▶ _What to work on_: Each line of the records below that contains "stone" needs to be copied.

▶ _Source material_:
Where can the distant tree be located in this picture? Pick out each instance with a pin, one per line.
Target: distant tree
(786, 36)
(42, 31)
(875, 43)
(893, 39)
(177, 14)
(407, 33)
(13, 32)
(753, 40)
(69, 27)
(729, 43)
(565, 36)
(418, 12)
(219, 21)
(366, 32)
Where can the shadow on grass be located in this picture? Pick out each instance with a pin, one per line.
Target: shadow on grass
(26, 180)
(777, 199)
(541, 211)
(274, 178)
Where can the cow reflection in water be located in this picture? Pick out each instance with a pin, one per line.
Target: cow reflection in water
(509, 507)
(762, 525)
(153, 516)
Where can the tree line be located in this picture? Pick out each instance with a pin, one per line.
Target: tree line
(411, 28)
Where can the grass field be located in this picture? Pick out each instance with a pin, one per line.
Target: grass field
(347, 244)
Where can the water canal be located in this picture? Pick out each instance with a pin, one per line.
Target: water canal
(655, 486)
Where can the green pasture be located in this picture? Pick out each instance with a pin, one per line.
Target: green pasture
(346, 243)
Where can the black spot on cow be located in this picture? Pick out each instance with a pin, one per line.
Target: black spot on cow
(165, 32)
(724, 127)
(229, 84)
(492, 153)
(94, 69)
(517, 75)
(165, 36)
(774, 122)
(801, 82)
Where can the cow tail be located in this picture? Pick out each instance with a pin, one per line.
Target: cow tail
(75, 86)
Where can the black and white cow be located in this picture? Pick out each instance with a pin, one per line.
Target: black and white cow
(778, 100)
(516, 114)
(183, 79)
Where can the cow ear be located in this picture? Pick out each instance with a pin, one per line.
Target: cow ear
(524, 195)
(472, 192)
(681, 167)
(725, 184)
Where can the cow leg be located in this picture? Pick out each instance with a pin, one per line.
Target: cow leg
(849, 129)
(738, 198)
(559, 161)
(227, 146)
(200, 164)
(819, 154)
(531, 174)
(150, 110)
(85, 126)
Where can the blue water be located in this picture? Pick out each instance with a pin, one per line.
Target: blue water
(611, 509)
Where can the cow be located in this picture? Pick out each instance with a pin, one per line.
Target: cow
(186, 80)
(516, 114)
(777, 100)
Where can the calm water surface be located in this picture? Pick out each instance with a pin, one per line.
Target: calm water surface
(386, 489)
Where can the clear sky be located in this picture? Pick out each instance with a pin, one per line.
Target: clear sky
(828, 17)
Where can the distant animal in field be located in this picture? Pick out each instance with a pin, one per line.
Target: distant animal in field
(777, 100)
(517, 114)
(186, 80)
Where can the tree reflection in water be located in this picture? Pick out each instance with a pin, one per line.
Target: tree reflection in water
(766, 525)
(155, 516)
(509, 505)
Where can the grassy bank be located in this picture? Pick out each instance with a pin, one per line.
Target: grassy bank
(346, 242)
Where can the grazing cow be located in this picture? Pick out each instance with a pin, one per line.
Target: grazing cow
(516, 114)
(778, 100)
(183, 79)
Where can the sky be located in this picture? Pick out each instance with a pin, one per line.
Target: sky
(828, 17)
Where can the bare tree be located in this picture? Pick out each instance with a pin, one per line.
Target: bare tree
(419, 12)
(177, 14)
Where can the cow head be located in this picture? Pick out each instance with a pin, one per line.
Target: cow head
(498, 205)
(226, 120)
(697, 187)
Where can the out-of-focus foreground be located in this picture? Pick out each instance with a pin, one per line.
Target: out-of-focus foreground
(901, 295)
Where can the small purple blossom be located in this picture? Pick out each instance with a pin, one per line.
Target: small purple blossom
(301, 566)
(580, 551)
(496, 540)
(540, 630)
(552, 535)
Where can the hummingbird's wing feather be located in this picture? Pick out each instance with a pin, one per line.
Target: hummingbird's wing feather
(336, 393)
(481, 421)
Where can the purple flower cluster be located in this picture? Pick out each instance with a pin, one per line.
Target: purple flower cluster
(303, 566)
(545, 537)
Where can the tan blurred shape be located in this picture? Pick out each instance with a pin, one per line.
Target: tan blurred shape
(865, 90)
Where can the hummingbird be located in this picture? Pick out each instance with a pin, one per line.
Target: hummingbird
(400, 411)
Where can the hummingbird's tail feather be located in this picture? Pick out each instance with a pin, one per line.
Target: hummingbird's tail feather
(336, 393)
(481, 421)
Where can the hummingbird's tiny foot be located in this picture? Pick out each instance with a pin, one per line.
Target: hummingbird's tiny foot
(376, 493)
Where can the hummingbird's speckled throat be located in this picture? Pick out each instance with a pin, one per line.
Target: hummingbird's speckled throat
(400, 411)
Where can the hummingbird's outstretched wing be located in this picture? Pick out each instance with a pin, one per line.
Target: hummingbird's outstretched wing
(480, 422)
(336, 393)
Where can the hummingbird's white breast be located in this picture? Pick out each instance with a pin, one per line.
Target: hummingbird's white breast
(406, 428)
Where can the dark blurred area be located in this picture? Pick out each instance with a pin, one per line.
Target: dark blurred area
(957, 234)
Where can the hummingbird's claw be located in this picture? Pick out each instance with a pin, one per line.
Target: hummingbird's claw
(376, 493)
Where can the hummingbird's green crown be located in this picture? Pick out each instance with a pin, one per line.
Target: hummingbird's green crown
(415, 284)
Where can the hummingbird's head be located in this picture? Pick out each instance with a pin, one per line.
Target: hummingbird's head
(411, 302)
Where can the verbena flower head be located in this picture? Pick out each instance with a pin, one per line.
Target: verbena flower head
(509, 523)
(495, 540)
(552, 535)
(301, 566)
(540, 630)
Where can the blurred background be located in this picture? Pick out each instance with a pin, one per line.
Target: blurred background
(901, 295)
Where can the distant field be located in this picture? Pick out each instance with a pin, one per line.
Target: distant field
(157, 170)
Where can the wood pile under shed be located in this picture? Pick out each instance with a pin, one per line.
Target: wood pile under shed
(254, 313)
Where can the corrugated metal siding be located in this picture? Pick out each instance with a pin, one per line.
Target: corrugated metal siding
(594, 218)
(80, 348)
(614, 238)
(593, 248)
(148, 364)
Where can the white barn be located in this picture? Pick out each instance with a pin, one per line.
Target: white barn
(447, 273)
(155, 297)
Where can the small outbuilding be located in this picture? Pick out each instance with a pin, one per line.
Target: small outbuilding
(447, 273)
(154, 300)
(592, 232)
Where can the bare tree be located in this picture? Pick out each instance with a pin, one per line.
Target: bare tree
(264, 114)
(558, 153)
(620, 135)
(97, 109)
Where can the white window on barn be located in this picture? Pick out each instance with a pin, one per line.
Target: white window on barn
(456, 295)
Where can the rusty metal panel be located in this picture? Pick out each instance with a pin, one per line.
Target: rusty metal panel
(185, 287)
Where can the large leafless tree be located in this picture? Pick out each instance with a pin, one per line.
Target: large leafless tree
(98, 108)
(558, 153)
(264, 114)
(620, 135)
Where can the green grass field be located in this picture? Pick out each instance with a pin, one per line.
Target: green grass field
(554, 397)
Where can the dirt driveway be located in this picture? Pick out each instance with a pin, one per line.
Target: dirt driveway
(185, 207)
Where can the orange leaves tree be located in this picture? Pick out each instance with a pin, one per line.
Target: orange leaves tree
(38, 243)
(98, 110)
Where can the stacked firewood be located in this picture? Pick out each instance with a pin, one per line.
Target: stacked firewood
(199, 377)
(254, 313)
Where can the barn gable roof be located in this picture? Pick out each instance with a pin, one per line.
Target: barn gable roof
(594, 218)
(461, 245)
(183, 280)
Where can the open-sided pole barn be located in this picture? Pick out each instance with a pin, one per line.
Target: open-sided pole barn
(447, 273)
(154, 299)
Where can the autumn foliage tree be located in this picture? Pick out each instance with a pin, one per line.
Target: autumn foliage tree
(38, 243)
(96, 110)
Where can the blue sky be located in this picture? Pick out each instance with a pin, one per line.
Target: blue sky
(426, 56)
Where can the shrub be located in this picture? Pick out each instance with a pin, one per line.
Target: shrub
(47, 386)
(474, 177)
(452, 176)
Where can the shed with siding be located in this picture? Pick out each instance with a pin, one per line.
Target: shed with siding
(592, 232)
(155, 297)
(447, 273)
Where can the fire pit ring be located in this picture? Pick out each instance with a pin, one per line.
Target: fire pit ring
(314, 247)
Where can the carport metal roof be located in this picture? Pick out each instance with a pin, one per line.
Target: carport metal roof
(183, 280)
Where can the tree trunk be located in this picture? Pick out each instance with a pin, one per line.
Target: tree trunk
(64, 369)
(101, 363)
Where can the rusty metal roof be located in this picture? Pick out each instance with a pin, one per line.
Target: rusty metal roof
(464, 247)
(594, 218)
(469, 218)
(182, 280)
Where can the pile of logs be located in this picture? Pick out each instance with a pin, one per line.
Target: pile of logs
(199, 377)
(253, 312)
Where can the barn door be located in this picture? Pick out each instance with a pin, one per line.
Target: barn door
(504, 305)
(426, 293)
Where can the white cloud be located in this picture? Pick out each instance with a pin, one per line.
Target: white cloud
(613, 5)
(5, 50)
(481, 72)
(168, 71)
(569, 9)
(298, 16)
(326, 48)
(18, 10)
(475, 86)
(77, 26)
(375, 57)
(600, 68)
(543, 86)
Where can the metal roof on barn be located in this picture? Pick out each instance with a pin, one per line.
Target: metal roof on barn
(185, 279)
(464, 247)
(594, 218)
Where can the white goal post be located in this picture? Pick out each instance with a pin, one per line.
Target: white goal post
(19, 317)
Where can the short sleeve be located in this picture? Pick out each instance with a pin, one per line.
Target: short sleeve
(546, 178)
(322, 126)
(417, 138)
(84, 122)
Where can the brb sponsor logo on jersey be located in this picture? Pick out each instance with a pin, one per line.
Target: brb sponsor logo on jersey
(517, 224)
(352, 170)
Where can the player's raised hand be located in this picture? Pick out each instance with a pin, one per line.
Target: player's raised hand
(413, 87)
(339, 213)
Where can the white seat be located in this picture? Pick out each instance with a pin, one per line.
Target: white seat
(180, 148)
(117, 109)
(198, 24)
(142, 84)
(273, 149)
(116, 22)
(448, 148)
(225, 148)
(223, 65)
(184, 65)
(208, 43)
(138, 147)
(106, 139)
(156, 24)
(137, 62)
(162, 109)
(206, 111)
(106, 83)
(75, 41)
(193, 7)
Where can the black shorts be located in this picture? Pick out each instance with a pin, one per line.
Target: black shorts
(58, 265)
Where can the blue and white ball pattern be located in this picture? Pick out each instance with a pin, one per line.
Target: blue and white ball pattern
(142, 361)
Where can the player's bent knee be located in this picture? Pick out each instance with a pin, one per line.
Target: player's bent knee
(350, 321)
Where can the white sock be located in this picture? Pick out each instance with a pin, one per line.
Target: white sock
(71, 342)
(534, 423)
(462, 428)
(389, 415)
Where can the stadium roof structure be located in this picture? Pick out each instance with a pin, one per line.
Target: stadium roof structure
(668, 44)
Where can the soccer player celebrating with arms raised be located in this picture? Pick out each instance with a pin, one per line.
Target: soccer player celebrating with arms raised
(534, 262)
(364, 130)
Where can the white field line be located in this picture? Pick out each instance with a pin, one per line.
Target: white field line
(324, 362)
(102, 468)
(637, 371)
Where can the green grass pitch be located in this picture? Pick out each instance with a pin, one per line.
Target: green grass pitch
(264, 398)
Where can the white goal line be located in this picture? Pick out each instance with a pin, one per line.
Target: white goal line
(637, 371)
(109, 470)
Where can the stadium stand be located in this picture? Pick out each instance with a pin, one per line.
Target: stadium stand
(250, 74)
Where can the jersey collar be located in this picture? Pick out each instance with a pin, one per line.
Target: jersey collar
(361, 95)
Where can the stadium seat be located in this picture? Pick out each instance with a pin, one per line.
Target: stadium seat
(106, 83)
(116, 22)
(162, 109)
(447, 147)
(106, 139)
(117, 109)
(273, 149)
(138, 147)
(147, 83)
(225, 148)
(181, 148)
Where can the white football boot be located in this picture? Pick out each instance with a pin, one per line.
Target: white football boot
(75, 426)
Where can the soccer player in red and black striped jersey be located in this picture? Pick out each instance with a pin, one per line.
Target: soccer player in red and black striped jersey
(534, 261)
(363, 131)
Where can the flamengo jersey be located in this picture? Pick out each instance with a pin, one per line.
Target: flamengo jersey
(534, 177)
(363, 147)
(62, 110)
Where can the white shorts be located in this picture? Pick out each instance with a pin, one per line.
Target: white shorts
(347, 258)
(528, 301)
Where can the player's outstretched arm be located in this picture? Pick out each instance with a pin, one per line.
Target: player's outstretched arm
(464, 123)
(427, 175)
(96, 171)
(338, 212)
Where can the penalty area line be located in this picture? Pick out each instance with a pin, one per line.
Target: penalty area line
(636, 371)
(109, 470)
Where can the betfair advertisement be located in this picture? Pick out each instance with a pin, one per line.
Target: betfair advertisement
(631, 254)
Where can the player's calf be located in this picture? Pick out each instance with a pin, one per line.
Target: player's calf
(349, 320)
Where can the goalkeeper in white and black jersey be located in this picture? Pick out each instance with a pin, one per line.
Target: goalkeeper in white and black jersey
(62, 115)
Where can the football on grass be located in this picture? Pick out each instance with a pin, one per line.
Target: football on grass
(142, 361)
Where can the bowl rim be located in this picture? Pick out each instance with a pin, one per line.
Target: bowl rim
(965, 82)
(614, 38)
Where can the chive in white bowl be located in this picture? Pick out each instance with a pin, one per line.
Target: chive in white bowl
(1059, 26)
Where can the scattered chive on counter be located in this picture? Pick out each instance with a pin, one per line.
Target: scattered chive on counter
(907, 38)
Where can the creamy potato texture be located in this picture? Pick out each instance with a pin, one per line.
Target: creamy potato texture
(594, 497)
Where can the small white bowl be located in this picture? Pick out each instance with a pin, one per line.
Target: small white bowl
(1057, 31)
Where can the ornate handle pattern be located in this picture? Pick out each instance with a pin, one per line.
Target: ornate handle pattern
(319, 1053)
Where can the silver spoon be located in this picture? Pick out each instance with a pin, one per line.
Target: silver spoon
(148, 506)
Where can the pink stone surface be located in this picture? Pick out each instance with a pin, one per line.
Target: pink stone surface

▶ _Answer to the exercise_:
Where can the pink stone surface be located in this picture? Pick out each instance with a pin, one per line.
Target: pink stone surface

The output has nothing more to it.